(Exercise A):
In the Medicaid article, what document do federal officials give as an example of proof of both identity and citizenship?
(Exercise B):
Carry on the news article about Washington's Medicaid citizenship rule, starting after its final sentence.

(Provided passage):
● ● ● ●
JOSEPH TURNER; joe.turner@thenewstribune.com
Between 3,000 and 16,000 adults in Washington state likely will lose Medicaid medical coverage next week because they can’t prove they are U.S. citizens.
On Tuesday, Washington will start complying with federal rules that were put into place two years ago after Congress passed a law requiring Medicaid recipients and new applicants to show proof of citizenship to get coverage.
Medicaid pays for medical bills, prescription drugs and birth-related expenses mainly for the poor and the disabled. Its costs are borne roughly 50-50 by the state and federal governments.
Since July 1, 2006, the state Department of Social and Health Services has been providing medical coverage as long as applicants declare they are U.S. citizens.
However, that declaration alone is not acceptable to federal officials. Federal officials want Medicaid recipients to show a birth certificate or other document to prove both identity and citizenship.
Doug Porter, assistant DSHS secretary for Health and Recovery Services, said Thursday that state officials were hoping Congress would change its citizenship requirement, but it’s clear that won’t happen. Gov. Chris Gregoire’s administration decided when the new rule took effect that Washington would continue Medicaid coverage or initiate new coverage to applicants while DSHS workers tried to verify citizenship. The state didn’t want to disrupt services, Porter said.
● ● ● ●
(Supplied records):
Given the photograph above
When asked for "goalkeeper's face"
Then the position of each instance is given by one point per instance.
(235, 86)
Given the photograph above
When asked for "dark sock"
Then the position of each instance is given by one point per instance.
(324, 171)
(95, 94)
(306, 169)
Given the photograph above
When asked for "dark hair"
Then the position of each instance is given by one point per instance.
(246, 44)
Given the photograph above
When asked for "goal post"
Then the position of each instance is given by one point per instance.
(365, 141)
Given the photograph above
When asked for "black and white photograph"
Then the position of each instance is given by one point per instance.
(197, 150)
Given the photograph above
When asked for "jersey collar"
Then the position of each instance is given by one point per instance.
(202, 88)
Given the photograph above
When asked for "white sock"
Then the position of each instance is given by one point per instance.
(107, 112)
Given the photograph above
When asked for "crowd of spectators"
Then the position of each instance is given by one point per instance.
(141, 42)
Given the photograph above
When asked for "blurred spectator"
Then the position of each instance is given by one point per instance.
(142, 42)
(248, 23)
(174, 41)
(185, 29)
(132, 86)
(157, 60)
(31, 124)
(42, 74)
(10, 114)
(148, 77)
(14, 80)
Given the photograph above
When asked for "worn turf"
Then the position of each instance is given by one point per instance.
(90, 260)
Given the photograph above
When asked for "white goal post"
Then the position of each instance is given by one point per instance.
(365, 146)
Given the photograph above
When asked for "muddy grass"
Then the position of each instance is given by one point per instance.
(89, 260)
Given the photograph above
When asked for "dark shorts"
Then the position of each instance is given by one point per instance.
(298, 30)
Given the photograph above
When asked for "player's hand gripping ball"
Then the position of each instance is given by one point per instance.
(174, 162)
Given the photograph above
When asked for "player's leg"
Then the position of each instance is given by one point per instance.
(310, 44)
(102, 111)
● ● ● ●
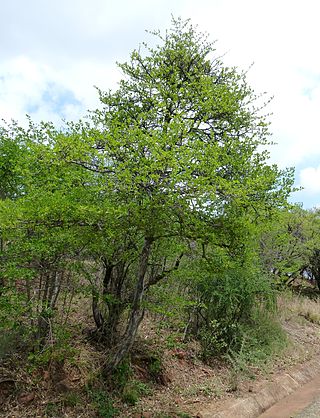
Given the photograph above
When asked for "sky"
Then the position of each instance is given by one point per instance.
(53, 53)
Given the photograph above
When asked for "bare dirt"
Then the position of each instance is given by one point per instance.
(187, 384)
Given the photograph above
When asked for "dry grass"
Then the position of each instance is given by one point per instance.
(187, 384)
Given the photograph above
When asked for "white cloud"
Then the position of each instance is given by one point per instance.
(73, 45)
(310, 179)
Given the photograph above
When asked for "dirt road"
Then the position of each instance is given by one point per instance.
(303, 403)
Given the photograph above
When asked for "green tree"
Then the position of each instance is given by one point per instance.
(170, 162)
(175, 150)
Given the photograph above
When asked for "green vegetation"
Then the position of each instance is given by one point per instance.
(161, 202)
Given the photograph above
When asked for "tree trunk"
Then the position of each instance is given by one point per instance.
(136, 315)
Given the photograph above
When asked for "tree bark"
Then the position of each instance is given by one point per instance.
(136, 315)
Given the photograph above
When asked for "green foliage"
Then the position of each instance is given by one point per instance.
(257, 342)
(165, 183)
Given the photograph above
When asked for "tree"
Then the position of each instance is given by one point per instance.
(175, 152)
● ● ● ●
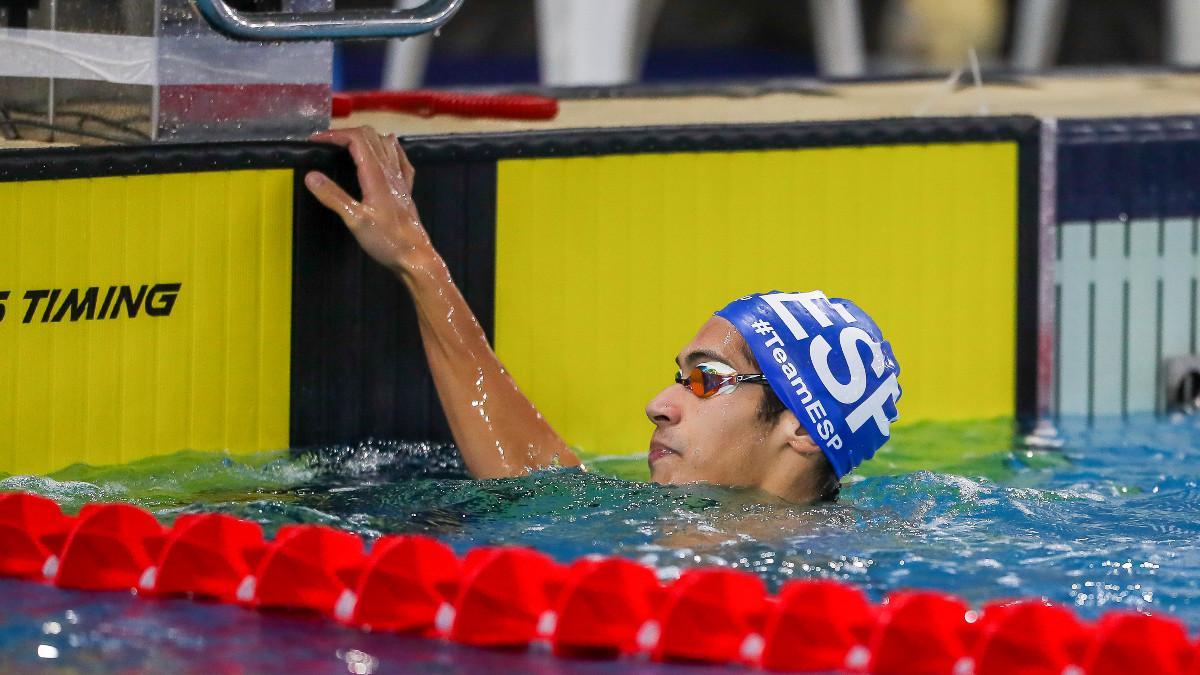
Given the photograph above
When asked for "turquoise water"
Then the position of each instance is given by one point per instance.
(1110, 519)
● ● ● ●
(Exercise response A):
A birth certificate.

(Exercise response B):
A state audit pointed out in January that DSHS was not following federal regulations and that Washington might have to pay back some of the hundreds of millions of dollars the state has gotten from the federal government.
“I’m glad we’re getting to the point where we’re complying,” said state Rep. Gary Alexander of Olympia, top Republican on the House budget committee and a member of the Caseload Forecast Council. “I’m hopeful there won’t be a significant repayment, because we don’t have the resources to pay it.”
U.S. MIGHT REQUIRE REPAYMENT
Porter made a special presentation to the council on Thursday. The council is comprised of legislators and state agency officials who try to figure out how many students will attend public schools, how many inmates will be in prison and how many people will be getting public assistance since all of those forecasts are used to write the state budget.
Porter said it will be up to federal auditors – not state auditors – to decide whether Washington has to pay back any federal funds for spending the money on noncitizens.
He said 16,283 of the 325,000 adults who are now receiving Medicaid benefits have not yet verified they are U.S. citizens. Based on the past two years’ experience, it appears about 3,100 of them never will be able to prove they are citizens and will be terminated from Medicaid, he said. The number could be higher, he added.
Over the past two years, a special unit of 27 DSHS workers has been assigned to helping Medicaid applicants verify their citizenship.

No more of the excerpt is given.